_Records shown_.
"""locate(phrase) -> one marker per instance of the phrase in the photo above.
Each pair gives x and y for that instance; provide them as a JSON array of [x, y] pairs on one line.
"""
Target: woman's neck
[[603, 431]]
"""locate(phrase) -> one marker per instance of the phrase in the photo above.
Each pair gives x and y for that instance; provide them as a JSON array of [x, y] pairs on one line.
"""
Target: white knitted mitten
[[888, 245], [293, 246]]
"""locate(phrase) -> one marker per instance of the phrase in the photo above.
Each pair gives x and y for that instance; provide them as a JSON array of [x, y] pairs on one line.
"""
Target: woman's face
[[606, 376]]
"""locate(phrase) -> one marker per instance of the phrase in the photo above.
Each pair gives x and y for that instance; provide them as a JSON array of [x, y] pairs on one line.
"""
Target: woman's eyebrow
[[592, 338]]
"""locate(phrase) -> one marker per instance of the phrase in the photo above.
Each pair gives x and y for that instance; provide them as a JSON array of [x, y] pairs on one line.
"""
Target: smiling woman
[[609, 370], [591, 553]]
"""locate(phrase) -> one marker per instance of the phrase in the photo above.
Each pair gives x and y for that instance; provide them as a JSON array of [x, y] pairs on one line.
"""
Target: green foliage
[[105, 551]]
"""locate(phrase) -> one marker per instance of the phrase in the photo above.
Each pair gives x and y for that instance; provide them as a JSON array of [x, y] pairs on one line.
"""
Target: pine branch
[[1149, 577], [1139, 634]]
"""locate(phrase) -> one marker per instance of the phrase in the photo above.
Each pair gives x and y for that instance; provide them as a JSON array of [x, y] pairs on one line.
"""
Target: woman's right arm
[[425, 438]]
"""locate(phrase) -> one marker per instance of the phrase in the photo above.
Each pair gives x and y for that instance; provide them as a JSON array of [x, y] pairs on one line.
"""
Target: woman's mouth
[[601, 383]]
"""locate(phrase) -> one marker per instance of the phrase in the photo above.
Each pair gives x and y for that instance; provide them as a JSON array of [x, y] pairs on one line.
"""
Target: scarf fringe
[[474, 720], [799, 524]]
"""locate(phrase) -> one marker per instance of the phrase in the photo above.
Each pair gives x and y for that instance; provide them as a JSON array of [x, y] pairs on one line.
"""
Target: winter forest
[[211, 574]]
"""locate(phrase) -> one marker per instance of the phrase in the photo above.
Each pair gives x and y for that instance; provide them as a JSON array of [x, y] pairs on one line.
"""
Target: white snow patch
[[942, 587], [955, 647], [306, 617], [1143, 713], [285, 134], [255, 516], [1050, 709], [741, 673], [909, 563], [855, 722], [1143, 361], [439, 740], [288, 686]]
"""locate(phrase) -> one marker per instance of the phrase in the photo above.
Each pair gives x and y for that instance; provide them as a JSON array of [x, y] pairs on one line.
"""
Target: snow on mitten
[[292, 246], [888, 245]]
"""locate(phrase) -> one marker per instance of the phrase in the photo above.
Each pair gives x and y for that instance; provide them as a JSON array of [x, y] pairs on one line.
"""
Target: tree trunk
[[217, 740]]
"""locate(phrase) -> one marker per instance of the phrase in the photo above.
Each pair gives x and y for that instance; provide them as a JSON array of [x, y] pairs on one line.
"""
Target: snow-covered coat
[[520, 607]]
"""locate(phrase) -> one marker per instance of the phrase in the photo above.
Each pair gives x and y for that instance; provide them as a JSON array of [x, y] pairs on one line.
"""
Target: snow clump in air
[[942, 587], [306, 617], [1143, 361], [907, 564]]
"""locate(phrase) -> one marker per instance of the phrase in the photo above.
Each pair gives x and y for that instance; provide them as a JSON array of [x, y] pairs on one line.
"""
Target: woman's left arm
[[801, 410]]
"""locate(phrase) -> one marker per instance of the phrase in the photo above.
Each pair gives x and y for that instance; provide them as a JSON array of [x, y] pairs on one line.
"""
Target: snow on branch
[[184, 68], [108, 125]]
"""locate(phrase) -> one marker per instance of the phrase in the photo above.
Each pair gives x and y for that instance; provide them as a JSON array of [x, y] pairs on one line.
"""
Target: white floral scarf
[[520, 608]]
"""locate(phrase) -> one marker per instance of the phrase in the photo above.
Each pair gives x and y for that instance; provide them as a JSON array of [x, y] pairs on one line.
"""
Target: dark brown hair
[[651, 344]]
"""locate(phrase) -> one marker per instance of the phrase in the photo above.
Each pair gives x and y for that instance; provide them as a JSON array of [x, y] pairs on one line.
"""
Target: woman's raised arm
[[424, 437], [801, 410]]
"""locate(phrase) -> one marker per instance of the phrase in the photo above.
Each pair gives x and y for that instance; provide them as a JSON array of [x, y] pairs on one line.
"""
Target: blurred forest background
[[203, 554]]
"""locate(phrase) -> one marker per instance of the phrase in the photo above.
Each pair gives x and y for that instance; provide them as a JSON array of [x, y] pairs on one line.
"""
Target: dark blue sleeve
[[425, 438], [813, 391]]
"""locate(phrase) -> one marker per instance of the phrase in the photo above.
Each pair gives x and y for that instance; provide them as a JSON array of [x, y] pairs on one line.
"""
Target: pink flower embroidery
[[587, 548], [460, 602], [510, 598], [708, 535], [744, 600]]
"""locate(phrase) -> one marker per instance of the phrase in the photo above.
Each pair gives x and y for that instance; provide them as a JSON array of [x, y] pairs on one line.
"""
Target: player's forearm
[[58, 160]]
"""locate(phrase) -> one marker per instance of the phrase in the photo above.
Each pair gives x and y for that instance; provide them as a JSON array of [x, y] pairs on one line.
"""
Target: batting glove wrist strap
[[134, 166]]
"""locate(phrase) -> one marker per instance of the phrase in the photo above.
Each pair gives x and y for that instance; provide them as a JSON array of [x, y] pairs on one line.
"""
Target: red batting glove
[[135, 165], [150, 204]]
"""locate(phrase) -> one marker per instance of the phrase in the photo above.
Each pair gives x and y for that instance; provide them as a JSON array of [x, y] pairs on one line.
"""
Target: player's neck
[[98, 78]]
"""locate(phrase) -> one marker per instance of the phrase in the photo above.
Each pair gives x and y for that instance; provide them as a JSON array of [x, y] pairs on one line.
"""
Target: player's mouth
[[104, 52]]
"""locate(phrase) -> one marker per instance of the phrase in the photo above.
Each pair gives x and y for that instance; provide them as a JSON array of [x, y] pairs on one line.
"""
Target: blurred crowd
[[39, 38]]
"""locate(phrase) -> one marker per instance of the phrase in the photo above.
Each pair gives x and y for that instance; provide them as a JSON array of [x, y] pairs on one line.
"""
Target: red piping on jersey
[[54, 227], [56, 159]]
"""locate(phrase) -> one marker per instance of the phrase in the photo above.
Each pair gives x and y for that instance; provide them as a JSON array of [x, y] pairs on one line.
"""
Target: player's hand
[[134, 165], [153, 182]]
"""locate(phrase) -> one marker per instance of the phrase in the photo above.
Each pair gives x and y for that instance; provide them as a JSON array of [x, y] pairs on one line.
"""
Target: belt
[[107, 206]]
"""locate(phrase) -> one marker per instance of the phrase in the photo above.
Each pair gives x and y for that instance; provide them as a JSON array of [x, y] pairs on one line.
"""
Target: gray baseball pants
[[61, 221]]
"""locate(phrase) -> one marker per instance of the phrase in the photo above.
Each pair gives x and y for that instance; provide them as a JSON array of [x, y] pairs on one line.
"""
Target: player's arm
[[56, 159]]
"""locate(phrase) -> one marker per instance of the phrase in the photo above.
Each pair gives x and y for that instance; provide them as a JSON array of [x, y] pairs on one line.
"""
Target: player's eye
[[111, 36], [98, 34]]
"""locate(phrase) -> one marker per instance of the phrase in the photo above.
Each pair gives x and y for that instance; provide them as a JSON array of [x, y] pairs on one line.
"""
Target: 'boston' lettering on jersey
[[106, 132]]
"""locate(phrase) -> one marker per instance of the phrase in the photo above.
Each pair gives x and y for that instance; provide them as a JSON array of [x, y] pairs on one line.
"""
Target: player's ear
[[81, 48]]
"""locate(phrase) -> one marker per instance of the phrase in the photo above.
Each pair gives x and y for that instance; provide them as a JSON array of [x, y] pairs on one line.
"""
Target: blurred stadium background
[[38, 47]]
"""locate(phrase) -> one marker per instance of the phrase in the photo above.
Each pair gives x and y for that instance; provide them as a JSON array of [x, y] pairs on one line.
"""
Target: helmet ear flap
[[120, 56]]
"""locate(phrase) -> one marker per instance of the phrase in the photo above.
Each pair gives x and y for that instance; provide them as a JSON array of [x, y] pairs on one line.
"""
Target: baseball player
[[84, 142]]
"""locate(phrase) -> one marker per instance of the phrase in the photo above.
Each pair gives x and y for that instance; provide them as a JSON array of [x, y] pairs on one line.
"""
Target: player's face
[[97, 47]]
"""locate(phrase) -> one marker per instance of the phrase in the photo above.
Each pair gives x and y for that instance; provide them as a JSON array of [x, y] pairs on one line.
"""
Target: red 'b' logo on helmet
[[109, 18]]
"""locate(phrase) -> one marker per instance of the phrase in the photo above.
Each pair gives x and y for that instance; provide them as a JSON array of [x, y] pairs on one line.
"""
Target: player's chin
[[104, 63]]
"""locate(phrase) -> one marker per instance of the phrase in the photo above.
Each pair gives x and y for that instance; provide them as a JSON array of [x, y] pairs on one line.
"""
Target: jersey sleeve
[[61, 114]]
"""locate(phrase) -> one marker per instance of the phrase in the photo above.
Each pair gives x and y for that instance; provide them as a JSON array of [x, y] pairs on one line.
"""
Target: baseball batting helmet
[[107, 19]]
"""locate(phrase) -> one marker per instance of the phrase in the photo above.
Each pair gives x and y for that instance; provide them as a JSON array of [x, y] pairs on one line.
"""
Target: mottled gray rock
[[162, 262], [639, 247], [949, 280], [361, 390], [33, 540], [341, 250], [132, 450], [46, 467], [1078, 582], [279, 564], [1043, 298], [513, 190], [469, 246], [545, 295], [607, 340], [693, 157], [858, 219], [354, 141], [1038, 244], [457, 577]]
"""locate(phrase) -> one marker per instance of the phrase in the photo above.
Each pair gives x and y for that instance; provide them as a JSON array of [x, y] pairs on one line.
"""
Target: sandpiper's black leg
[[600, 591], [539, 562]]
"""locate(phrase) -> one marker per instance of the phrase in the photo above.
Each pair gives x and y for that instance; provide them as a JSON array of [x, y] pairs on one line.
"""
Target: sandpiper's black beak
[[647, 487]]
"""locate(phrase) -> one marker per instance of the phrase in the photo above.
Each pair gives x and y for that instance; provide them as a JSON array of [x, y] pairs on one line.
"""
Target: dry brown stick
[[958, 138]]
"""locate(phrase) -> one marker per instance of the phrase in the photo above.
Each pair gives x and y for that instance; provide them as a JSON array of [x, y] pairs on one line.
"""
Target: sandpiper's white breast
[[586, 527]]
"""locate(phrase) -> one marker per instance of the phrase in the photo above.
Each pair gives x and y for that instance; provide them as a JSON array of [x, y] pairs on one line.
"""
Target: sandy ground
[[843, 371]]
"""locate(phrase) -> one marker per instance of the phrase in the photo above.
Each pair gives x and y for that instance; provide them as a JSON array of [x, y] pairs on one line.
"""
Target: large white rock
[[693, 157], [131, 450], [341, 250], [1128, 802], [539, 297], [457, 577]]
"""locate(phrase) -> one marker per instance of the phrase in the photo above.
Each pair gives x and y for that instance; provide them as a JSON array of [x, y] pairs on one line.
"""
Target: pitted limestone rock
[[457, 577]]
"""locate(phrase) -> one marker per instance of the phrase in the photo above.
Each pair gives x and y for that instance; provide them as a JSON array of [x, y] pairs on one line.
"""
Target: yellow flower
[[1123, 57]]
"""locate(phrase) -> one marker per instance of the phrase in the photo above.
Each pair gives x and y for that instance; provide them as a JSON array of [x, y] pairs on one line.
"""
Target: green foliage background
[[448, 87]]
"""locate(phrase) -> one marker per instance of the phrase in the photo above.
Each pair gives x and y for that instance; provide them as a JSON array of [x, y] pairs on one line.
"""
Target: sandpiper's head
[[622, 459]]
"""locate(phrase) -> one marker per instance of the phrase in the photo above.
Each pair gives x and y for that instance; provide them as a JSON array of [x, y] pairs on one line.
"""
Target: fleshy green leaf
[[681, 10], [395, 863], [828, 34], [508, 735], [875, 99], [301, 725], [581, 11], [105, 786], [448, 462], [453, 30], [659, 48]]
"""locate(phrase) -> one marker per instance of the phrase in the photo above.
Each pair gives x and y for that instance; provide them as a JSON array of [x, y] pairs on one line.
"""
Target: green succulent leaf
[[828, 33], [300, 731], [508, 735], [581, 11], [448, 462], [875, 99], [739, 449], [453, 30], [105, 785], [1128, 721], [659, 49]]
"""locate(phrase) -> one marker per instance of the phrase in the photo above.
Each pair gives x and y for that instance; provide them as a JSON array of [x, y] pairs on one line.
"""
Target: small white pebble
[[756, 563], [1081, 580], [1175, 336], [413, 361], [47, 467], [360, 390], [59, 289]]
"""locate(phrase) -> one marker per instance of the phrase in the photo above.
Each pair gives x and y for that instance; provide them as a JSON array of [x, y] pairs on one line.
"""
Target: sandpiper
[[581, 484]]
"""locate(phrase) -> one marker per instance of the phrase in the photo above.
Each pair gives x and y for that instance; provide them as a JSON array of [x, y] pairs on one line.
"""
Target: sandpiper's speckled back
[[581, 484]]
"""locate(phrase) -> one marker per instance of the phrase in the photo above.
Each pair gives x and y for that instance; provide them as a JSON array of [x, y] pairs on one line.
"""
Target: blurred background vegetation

_Task goal_. Copy out every line in the rows above that contains the word "black".

_Correct answer_.
Target: sandpiper's black leg
Target: sandpiper's black beak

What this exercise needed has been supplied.